### YOUR GOAL
Reproduce the material below word for word, omitting the picture.

### SUPPLIED MATERIAL
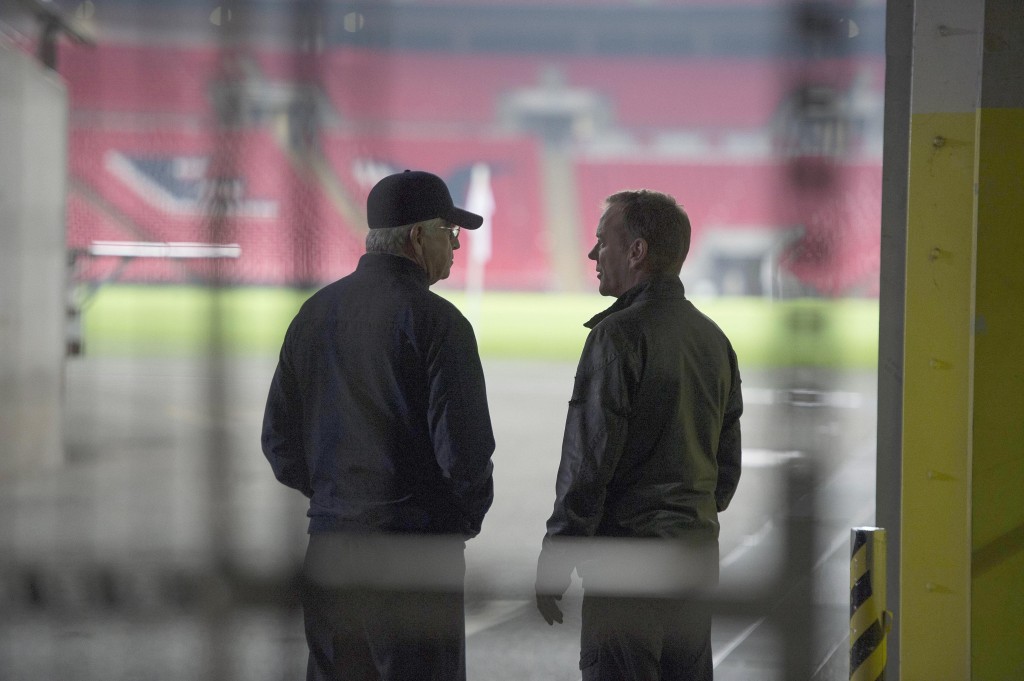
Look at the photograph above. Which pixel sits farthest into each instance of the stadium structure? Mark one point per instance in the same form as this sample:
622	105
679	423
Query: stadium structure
261	126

### TASK RESULT
Look at the photograph above. Which pixel sits farthest into each instance of the stadium structure? Mark one point per instance in the same form as this sample:
622	105
679	423
Query: stadium structure
261	126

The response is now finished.